■ **DIRECTIONS**
Could you copy out, word for word, the stretch of the rows below from the line containing "Put a pin on every instance of the rabbit's" through the end of the rows?

━━ PROVIDED DATA

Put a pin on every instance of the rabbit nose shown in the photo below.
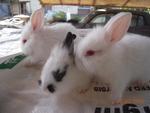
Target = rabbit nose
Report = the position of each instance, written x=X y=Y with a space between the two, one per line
x=24 y=41
x=51 y=88
x=39 y=82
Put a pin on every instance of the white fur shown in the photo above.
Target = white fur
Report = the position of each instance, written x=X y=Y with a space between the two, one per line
x=41 y=39
x=118 y=59
x=74 y=78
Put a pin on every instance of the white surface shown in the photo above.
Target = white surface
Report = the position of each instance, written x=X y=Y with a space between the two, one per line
x=9 y=41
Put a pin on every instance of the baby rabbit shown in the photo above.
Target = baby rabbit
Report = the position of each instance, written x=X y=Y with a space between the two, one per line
x=37 y=40
x=114 y=56
x=60 y=74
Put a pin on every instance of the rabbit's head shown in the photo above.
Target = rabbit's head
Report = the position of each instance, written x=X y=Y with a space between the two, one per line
x=101 y=40
x=29 y=32
x=55 y=72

━━━━

■ **RESULT FOR THIS TASK**
Put a pin on every instance of the rabbit's head shown in the photo above.
Target = rabbit's head
Report = the position of each instance, written x=X y=Y with a space between the two, one per line
x=101 y=40
x=29 y=32
x=55 y=72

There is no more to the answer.